Short problem: Pick out each line of the items below that contains the word "blonde", matching case exactly, and copy those lines.

Given data:
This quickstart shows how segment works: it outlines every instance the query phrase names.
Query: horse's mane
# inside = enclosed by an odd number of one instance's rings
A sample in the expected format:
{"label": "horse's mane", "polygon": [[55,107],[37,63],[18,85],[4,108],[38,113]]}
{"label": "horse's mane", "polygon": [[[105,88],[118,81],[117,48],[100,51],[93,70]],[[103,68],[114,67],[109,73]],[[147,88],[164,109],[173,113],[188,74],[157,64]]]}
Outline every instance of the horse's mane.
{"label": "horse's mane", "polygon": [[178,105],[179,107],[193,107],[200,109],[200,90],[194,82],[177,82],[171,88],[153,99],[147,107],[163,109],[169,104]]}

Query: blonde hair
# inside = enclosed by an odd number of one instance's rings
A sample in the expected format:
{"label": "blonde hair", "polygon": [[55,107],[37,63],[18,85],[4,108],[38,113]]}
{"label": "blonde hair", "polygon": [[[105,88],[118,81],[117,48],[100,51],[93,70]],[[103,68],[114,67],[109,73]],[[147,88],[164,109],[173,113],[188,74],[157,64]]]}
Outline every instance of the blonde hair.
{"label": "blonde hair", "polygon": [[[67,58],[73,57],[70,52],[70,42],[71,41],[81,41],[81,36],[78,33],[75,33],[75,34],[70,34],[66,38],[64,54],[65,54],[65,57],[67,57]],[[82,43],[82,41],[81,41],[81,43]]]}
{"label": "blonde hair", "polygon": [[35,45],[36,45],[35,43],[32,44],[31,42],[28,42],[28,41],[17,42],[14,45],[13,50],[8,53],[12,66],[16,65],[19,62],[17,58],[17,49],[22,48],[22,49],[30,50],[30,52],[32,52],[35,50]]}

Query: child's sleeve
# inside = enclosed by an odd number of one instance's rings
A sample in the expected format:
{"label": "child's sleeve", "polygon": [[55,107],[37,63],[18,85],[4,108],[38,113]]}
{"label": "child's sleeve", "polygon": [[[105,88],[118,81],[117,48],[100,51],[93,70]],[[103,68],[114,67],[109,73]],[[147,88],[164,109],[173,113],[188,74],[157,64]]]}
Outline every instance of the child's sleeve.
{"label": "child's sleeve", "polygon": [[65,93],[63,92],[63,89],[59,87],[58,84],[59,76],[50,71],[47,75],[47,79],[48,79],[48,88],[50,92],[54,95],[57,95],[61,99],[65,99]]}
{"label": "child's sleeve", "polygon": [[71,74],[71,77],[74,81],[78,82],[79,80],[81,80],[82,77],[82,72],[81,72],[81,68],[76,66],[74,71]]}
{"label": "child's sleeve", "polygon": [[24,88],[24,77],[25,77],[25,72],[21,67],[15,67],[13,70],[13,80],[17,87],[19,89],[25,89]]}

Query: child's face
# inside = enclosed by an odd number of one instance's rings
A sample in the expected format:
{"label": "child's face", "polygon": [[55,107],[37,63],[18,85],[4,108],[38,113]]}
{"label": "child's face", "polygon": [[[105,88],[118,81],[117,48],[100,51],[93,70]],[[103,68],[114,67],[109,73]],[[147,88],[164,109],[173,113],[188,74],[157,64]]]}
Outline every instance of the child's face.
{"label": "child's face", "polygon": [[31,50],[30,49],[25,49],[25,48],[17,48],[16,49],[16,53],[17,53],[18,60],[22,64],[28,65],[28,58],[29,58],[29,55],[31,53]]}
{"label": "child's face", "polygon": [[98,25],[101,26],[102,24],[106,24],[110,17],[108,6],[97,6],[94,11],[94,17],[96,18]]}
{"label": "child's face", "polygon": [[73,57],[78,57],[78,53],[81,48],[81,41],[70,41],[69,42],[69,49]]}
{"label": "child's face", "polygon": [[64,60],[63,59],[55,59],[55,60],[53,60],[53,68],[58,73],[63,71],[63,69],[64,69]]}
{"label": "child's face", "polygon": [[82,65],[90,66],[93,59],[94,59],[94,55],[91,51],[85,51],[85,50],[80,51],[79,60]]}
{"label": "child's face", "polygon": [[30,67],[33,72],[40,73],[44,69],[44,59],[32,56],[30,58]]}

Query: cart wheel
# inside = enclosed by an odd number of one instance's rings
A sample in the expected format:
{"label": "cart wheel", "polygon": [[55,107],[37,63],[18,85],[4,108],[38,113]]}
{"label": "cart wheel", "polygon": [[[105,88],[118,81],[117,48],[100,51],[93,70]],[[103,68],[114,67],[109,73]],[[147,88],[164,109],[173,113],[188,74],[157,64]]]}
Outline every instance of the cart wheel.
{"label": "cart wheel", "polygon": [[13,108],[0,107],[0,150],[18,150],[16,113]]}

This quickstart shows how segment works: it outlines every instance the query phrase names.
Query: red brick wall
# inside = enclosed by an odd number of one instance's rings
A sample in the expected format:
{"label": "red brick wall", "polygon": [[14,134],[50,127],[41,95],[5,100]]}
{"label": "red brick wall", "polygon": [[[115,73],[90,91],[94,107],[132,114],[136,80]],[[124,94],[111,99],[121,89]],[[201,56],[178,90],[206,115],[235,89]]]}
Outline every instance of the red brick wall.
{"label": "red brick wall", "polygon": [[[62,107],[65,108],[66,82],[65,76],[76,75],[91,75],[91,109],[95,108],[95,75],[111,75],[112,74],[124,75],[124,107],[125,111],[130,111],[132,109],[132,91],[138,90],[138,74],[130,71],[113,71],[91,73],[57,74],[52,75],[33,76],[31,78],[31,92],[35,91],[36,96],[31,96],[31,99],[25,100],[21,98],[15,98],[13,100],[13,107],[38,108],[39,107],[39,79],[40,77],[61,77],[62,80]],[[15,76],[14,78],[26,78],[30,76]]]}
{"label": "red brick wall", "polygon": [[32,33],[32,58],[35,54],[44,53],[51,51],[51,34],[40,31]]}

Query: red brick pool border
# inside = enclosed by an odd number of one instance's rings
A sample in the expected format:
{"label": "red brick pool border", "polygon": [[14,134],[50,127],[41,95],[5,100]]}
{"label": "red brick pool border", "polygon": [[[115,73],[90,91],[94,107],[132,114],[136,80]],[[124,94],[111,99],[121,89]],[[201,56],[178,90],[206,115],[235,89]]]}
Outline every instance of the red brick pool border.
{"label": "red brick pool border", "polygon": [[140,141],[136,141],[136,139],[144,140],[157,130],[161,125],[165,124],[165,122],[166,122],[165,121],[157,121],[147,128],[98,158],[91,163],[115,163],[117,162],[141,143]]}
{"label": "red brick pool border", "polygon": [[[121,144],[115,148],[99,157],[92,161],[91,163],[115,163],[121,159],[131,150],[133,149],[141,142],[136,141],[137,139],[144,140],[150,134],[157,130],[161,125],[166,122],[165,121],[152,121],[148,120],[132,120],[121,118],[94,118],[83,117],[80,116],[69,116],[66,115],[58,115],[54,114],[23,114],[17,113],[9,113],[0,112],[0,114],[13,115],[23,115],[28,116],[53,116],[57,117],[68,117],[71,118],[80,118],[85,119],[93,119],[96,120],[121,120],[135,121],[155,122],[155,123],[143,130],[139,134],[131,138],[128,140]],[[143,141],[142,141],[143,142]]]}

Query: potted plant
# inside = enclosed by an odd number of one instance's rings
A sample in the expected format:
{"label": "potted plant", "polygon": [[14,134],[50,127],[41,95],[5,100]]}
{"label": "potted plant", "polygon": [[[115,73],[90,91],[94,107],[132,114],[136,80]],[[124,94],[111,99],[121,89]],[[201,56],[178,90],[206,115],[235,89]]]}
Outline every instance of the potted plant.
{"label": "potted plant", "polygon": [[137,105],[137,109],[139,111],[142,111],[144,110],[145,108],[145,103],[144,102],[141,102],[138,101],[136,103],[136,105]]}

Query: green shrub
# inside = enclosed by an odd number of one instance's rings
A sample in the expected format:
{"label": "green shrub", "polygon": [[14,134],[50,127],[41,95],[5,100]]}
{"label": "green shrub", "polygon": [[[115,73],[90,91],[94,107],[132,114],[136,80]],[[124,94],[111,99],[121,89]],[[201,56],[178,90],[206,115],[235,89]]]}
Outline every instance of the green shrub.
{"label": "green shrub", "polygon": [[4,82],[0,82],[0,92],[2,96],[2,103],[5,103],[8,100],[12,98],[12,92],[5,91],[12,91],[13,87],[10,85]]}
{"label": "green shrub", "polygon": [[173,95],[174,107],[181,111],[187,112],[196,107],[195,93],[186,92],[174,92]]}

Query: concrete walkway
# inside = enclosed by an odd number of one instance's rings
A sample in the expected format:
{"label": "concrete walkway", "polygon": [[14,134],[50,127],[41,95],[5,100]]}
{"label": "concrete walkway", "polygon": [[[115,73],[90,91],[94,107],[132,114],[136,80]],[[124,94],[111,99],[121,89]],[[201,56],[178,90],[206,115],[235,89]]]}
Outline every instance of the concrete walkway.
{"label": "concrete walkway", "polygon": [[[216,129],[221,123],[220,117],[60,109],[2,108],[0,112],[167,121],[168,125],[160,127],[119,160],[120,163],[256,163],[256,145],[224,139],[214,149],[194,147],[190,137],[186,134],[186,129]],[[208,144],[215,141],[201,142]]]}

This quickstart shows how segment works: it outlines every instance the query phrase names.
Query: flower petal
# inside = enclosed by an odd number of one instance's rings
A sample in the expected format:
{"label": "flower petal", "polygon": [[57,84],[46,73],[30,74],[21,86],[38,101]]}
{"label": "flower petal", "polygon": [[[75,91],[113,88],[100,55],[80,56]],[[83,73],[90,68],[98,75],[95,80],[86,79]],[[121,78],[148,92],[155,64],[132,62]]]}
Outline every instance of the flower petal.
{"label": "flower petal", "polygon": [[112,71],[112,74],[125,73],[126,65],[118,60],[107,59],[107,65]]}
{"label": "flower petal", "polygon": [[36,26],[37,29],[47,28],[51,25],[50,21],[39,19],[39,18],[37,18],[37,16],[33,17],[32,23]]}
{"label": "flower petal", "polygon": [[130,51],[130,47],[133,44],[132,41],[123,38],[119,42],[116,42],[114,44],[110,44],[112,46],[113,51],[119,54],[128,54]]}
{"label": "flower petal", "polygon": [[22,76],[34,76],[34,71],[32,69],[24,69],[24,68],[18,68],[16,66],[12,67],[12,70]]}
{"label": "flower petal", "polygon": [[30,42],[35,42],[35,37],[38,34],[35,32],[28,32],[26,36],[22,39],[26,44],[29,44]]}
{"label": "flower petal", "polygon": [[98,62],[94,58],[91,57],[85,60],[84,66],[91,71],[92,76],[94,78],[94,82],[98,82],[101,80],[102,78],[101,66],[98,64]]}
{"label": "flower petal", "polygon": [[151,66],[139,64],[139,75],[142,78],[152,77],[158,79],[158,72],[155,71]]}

Final result:
Query: blonde hair
{"label": "blonde hair", "polygon": [[55,107],[37,63],[18,85],[4,108],[38,113]]}
{"label": "blonde hair", "polygon": [[[105,88],[118,81],[117,48],[100,51],[93,70]],[[103,68],[114,67],[109,73]],[[147,88],[164,109],[173,113],[188,74],[157,64]]]}
Outline every instance of the blonde hair.
{"label": "blonde hair", "polygon": [[[67,58],[73,57],[70,52],[70,42],[71,41],[81,41],[81,36],[78,33],[75,33],[75,34],[70,34],[66,38],[64,54],[65,54],[65,57],[67,57]],[[82,43],[82,41],[81,41],[81,43]]]}
{"label": "blonde hair", "polygon": [[35,45],[36,45],[35,43],[32,44],[31,42],[28,42],[28,41],[17,42],[14,45],[13,50],[8,53],[12,66],[16,65],[19,62],[17,58],[17,49],[22,48],[22,49],[30,50],[30,52],[32,52],[35,50]]}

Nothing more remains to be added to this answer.